Given task: Please render the listing below as a numbered list, one line per item, with the blank lines left out.

Supplied material:
════════════════
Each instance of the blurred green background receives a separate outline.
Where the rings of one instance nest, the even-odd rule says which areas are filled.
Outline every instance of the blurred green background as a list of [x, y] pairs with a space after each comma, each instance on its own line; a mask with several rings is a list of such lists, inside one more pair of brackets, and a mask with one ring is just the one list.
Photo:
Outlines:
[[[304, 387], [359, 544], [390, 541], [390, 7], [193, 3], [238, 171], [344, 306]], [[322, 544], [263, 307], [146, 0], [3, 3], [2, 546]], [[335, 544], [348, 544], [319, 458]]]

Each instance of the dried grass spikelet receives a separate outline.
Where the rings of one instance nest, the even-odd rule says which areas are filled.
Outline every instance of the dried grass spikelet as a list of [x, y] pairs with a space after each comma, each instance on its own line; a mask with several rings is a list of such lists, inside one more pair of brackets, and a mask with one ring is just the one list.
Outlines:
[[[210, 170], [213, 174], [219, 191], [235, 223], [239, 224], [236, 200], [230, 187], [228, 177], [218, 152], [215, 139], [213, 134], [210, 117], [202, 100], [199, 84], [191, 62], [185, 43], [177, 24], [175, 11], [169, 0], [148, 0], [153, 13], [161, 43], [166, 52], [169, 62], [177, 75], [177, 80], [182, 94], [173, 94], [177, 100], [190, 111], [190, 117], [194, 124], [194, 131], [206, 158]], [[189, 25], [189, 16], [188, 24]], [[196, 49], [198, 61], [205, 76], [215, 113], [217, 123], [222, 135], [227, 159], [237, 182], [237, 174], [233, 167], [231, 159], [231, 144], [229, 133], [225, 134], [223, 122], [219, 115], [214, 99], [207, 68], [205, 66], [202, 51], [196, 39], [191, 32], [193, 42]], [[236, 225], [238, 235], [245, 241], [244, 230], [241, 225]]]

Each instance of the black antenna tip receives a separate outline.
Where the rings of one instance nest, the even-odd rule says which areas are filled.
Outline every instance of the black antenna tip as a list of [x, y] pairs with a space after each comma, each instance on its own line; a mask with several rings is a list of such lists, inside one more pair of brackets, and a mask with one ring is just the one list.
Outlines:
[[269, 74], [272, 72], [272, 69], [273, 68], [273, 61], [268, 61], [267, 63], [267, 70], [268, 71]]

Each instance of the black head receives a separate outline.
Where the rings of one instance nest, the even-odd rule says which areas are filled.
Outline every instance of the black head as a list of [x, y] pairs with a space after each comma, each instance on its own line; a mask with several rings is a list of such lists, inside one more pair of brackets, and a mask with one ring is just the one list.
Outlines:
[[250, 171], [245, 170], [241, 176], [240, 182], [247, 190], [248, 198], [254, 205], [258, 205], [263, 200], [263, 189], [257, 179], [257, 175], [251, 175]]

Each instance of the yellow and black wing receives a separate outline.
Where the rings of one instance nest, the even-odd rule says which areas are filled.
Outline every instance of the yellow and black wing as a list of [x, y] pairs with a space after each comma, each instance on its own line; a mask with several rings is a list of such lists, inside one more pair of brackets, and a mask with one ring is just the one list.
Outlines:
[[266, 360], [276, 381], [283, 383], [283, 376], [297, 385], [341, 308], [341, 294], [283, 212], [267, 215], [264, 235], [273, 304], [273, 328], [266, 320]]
════════════════
Exercise solution:
1. Each instance of the blurred green background receives a separate outline.
2. Where the rings of one instance nest, the even-odd rule says which areas are filled.
3. Outline every instance of the blurred green background as a list of [x, y] pairs with a space after each comma, each instance on its own line; a mask with several rings is a list of such lists, inside one more pair of brackets, and a mask with one ring is just the one list.
4. Photo:
5. Outlines:
6. [[[304, 387], [359, 544], [390, 541], [390, 7], [193, 3], [238, 171], [344, 306]], [[322, 544], [263, 307], [146, 0], [3, 3], [2, 546]], [[335, 544], [348, 544], [319, 458]]]
7. Each instance of the dried grass spikelet receives a separate outline.
8. Where the rings of one instance nest, the even-odd rule says which areas are filled.
9. Outline every instance of the dried grass spikelet as a list of [x, y] pairs with a space after each comma, each instance on its own line; a mask with several rings is a list of such lists, inside one more pair of brackets, and a mask with one ring is just the one list.
10. Outlines:
11. [[[210, 170], [213, 174], [219, 191], [235, 223], [239, 224], [236, 200], [230, 187], [228, 177], [218, 152], [215, 139], [213, 134], [210, 117], [202, 100], [199, 84], [191, 62], [185, 43], [177, 24], [175, 11], [169, 0], [148, 0], [153, 13], [161, 43], [166, 52], [169, 62], [177, 75], [177, 80], [182, 94], [173, 94], [177, 100], [190, 111], [190, 117], [194, 124], [194, 131], [206, 158]], [[189, 25], [189, 16], [188, 24]], [[196, 49], [198, 61], [205, 76], [215, 113], [217, 123], [222, 135], [227, 159], [237, 182], [237, 174], [233, 167], [231, 159], [231, 144], [229, 133], [225, 134], [223, 122], [219, 115], [214, 99], [207, 68], [205, 66], [202, 51], [196, 39], [191, 32], [193, 42]], [[236, 225], [238, 235], [245, 241], [244, 230], [241, 225]]]
12. Each instance of the black antenna tip receives a separate outline.
13. Where the rings of one instance nest, the even-odd rule says which areas are filled.
14. Outline every instance of the black antenna tip as a list of [x, y] pairs with a space after each comma, each instance on its own line; a mask with several rings is a list of such lists, inside one more pair of brackets, and a mask with one ring is just the one list.
15. Outlines:
16. [[269, 74], [272, 72], [272, 69], [273, 68], [273, 61], [268, 61], [267, 63], [267, 70], [268, 71]]
17. Each instance of the black head receives a separate outline.
18. Where the rings of one instance nest, the even-odd rule says which areas are filled.
19. Outline every instance of the black head as a list of [x, y] pairs with a space after each comma, each instance on its own line; a mask with several rings is a list of such lists, inside one more pair of brackets, and a mask with one ring is just the one list.
20. Outlines:
21. [[250, 171], [245, 170], [241, 176], [240, 182], [247, 190], [248, 198], [254, 205], [258, 205], [263, 200], [263, 189], [257, 179], [257, 175], [251, 175]]
22. Each instance of the yellow and black wing receives a separate outline.
23. Where the rings of one instance nest, the even-odd rule says which areas are filled.
24. Outline every instance of the yellow and black wing as a list of [x, y] pairs with a space after each comma, each instance on its own line; a mask with several rings is a list of such lists, inside one more pair of brackets, and a mask with one ring is just the one list.
25. Outlines:
26. [[266, 360], [276, 381], [283, 383], [283, 376], [297, 385], [341, 308], [341, 294], [283, 212], [267, 215], [264, 235], [273, 304], [273, 328], [266, 320]]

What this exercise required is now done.